-------- 文档节选

使用readelf和objdump解析目标文件
使用readelf和objdump解析目标文件
[TOC]
使用readelf和objdump解析目标文件
引言
本文是对程序员的自我修养:链接、装载与库中第3章的实践总结(和结构相关的示意图都是用Gliffy Diagrams画的🤓),通过使用工具readelf、objdump对目标文件进行解析,学习目标文件的结构。
1. 目标文件
1.1 目标文件的定义
编译器编译源代码后生成的文件叫做目标文件。在Linux下,使用gcc -c xxxx.c编译生成.o文件。
1$ gcc -v simple.c
2$ ls
3simple.c simeple.o
1.2 编译过程回顾
目标文件的文件类型为ELF,在Linux下对应文件后缀为.o的文件,Window下对应文件后缀为.obj的文件。使用file命令可以查看到.o和.obj文件均为ELF类型。

----------------
-------- 数据行

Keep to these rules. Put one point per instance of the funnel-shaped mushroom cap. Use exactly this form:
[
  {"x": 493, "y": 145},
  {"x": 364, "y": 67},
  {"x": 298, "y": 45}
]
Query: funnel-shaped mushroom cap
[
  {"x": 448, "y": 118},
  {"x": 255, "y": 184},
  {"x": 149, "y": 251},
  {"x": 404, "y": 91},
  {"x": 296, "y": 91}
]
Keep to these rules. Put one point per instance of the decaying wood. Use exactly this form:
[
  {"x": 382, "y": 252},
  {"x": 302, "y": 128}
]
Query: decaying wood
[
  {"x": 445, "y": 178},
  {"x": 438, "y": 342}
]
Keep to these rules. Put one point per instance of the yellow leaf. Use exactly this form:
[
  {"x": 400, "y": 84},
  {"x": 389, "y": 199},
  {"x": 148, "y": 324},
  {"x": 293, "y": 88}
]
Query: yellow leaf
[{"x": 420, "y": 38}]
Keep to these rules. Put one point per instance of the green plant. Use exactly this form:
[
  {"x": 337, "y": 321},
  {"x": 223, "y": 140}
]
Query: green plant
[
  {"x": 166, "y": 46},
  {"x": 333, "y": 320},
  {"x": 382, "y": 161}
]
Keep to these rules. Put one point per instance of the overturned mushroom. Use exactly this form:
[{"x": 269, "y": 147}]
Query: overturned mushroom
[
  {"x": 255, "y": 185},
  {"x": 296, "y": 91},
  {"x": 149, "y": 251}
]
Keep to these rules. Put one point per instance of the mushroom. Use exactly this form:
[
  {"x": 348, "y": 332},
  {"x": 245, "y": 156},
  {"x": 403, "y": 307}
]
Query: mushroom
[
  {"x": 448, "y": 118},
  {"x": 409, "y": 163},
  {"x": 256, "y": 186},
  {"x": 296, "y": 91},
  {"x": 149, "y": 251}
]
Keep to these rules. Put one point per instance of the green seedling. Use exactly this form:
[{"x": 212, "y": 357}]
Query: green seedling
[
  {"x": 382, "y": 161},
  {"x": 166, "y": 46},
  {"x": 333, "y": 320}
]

----------------

* **完成下列任务**
**a)** 把数据行中从包含“of the yellow”的那一行开始、一直到数据行最后一行为止的部分原样输出，头尾两行都要包括在内。
**b)** 接着这篇讲用readelf和objdump解析目标文件的文章往下写。

* **逐项答案**
**a)**
Keep to these rules. Put one point per instance of the yellow leaf. Use exactly this form:
[
  {"x": 400, "y": 84},
  {"x": 389, "y": 199},
  {"x": 148, "y": 324},
  {"x": 293, "y": 88}
]
Query: yellow leaf
[{"x": 420, "y": 38}]
Keep to these rules. Put one point per instance of the green plant. Use exactly this form:
[
  {"x": 337, "y": 321},
  {"x": 223, "y": 140}
]
Query: green plant
[
  {"x": 166, "y": 46},
  {"x": 333, "y": 320},
  {"x": 382, "y": 161}
]
Keep to these rules. Put one point per instance of the overturned mushroom. Use exactly this form:
[{"x": 269, "y": 147}]
Query: overturned mushroom
[
  {"x": 255, "y": 185},
  {"x": 296, "y": 91},
  {"x": 149, "y": 251}
]
Keep to these rules. Put one point per instance of the mushroom. Use exactly this form:
[
  {"x": 348, "y": 332},
  {"x": 245, "y": 156},
  {"x": 403, "y": 307}
]
Query: mushroom
[
  {"x": 448, "y": 118},
  {"x": 409, "y": 163},
  {"x": 256, "y": 186},
  {"x": 296, "y": 91},
  {"x": 149, "y": 251}
]
Keep to these rules. Put one point per instance of the green seedling. Use exactly this form:
[{"x": 212, "y": 357}]
Query: green seedling
[
  {"x": 382, "y": 161},
  {"x": 166, "y": 46},
  {"x": 333, "y": 320}
]

**b)**
1[root@etcd-node02 go]# file go
2go: ELF 64-bit LSB executable, x86-64, version 1 (SYSV), statically linked, not stripped
目标文件只是ELF文件的可重定位文件(Relocatable file),ELF文件一共有4种类型:Relocatable file、Executable file、Shared object file和Core Dump file
示例
在Linux下,使用命令 gcc -c xxxx.c就可以编译生成.o文件
1ckt@ubuntu:~/work/elf$ gcc -c simple.c
2ckt@ubuntu:~/work/elf$ ls
3simple.c simple.o
在 simple.c中,我们只加入了下面这一个函数fun,函数内容为空
1void fun()
2{
3
4}
使用UltraEdit将simple.o打开,里面的内容有机器指令代码、数据等,我们的程序就是由这些字节组成的。对于程序员来说,使用高级语言(C/C++,Java等)实现的代码是最容易阅读和理解的,但是对于计算机来说,它只懂得机器语言,它更喜欢二进制,将0转换为低电平,1转换成高电平,这样一个程序就可以跑起来了。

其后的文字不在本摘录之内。